:: Aim of the exercise ::
State how many of the lines below contain the string "chestnut". Give only the number.

:: Task material ::
┌──
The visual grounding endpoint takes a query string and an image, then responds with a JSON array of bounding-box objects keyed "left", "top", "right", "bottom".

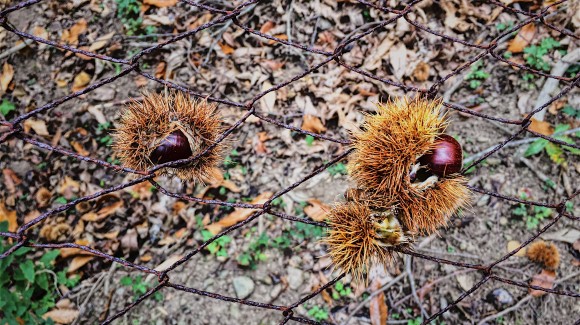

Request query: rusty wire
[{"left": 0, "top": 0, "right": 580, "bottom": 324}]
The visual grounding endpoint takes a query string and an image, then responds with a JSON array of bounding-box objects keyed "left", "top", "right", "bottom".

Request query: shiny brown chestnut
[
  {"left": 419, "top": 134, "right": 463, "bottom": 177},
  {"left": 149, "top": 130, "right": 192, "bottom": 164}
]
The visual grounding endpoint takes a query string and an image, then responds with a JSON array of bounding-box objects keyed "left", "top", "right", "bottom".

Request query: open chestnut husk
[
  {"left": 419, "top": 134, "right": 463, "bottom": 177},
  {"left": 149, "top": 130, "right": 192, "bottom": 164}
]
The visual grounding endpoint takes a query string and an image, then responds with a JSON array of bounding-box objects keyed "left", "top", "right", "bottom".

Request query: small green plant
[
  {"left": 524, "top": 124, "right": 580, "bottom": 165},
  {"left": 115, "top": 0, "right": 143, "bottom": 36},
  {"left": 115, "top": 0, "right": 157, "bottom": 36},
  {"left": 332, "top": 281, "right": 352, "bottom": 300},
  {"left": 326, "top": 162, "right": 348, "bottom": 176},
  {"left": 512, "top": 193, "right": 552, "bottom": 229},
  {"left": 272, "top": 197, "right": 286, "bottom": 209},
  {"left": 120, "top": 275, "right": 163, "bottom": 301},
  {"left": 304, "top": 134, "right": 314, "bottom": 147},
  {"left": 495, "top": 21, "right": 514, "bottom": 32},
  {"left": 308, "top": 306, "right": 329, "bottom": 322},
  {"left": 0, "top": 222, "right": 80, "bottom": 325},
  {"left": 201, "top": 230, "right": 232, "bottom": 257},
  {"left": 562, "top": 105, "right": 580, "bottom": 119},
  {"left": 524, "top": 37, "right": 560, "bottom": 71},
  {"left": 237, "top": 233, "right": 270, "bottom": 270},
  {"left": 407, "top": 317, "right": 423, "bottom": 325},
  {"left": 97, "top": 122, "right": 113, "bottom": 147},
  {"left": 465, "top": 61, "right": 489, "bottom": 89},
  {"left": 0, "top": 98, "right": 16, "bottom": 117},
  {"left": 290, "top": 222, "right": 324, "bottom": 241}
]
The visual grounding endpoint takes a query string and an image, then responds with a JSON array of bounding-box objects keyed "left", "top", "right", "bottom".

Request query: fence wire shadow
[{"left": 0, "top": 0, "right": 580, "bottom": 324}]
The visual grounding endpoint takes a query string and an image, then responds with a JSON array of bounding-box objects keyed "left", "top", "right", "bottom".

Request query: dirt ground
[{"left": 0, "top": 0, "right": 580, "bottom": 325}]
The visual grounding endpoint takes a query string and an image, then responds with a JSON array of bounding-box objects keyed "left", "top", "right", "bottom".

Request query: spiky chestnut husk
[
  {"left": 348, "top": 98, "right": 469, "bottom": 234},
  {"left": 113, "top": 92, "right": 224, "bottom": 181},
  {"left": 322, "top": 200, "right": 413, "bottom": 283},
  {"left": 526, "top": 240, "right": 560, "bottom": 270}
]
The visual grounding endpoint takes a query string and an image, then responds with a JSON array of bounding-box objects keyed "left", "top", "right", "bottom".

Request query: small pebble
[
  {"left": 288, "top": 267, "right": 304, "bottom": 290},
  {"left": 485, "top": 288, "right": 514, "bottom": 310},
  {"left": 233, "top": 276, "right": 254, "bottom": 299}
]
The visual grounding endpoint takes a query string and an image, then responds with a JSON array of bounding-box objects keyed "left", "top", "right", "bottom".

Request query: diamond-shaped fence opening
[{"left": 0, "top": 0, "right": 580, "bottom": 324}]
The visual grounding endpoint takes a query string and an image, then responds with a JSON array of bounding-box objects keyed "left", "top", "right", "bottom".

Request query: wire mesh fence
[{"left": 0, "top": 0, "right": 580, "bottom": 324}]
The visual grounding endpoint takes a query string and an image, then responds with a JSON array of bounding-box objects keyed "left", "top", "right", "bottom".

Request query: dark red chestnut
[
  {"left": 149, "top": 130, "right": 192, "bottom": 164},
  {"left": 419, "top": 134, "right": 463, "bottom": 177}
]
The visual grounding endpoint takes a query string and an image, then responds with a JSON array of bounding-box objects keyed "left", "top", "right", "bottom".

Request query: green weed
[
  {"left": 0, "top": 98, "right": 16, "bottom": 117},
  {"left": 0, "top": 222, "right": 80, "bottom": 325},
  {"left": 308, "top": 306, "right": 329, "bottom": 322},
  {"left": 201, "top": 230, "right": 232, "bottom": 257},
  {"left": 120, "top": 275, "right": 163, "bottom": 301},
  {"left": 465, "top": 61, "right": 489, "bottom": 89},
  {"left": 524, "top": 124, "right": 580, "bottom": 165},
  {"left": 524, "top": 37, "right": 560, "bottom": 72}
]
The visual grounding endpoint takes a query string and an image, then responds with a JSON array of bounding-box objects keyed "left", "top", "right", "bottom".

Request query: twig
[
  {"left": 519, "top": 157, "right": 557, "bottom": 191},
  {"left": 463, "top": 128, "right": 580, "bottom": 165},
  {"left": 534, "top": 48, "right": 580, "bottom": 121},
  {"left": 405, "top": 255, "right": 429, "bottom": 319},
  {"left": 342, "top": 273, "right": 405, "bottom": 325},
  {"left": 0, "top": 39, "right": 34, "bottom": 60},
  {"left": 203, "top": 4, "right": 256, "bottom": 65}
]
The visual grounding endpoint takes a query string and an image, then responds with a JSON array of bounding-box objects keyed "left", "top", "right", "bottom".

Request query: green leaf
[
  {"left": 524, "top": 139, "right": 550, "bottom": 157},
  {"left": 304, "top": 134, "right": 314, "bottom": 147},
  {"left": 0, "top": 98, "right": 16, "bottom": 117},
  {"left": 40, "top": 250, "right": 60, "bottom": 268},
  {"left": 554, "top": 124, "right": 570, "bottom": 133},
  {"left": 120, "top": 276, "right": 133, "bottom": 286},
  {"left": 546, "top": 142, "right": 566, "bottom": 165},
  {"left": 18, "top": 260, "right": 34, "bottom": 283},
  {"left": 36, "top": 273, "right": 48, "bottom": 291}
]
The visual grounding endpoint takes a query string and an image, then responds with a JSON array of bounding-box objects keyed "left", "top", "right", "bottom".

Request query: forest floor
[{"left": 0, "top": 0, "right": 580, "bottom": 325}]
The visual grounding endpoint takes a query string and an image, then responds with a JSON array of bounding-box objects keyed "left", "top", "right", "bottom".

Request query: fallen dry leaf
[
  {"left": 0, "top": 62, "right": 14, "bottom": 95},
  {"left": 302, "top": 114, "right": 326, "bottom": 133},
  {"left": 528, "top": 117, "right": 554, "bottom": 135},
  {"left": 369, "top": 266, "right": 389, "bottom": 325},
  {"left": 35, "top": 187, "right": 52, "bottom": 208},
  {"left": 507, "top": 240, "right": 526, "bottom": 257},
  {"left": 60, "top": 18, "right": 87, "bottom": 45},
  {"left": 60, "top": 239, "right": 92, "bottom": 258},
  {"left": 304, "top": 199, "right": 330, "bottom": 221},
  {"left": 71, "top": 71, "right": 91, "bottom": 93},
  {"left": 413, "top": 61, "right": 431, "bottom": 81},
└──
:: Exercise solution ::
4